▸ TO DO
Echo the records below word for word, beginning at the start of the records and continuing through the line containing "M 80 99 L 12 81 L 30 118 Z", with both ends included. Leave the pictures out of your answer.

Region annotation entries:
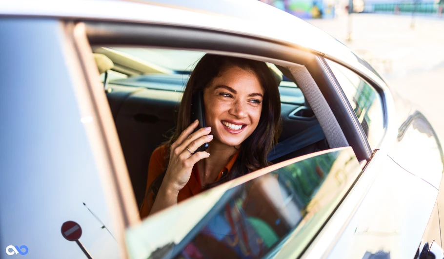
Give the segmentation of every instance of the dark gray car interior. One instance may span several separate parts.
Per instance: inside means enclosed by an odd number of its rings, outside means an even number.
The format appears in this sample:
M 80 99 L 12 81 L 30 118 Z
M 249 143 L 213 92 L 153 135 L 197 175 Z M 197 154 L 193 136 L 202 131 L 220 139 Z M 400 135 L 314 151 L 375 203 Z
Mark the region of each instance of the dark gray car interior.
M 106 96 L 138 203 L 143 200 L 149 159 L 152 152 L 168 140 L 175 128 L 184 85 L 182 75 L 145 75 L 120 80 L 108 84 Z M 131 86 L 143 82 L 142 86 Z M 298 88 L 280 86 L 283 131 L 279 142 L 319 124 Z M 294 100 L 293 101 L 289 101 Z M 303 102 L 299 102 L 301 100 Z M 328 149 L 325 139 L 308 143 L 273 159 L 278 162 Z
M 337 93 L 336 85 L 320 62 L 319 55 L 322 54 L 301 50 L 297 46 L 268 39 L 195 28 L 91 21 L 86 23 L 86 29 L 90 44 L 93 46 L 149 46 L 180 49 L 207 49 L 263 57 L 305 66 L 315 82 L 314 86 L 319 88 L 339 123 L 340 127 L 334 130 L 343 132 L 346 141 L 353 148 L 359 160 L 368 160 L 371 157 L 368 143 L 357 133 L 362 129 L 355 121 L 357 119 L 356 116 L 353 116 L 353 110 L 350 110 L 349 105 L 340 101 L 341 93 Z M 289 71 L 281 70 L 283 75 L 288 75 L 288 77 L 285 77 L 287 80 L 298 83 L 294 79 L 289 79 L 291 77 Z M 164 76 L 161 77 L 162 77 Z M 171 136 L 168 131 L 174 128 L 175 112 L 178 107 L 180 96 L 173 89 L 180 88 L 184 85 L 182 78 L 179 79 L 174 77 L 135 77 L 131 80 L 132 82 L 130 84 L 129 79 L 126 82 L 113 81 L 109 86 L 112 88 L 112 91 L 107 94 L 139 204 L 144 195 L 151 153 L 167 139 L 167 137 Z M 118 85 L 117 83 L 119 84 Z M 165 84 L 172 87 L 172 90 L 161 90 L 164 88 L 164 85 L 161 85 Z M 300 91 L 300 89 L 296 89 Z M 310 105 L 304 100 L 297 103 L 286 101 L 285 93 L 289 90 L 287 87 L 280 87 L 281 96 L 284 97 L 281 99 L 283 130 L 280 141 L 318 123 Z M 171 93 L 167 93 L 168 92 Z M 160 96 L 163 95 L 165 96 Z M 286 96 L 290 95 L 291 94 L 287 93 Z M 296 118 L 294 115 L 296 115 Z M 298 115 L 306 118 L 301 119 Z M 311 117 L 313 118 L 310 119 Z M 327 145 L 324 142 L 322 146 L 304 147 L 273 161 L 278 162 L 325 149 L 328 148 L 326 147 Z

▸ CORRECT RESPONSE
Give the segmentation of every instance of the dark gray car interior. One instance may span several separate parts.
Per instance: inside means enclosed by an odd number of its rings, outside means an even number.
The format appears in this sample:
M 80 99 L 12 81 L 30 118 Z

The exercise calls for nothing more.